# [Task details]
Show every line of the records below that contains the string "subject".

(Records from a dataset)
☆ ☆ ☆ ☆ ☆

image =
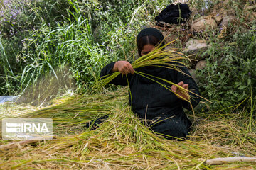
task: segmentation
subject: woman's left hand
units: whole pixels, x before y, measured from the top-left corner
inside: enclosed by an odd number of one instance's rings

☆ ☆ ☆ ☆ ☆

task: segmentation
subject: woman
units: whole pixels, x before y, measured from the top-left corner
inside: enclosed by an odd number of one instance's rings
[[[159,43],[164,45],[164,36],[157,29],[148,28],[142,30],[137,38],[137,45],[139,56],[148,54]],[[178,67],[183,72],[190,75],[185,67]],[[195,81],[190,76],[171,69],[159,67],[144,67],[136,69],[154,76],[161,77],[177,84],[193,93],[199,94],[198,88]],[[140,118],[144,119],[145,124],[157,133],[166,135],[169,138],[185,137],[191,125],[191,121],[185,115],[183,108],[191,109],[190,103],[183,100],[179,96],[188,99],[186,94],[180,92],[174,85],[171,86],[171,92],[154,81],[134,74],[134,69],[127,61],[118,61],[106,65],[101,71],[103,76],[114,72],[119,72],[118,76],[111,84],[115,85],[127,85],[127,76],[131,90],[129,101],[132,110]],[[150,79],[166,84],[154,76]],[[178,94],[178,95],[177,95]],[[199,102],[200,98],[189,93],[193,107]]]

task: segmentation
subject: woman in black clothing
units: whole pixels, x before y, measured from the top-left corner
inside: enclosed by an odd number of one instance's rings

☆ ☆ ☆ ☆ ☆

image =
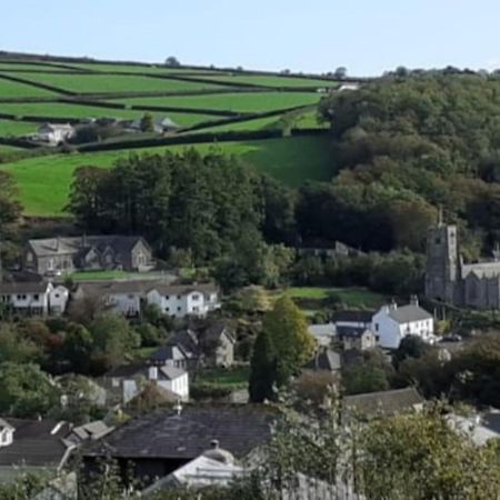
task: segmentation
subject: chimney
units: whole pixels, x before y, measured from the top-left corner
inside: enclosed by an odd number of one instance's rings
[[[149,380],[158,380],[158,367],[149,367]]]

☆ ☆ ☆ ☆ ☆

# [Solution to the exercise]
subject: woman's left hand
subject: woman
subject: woman in black clothing
subject: chimney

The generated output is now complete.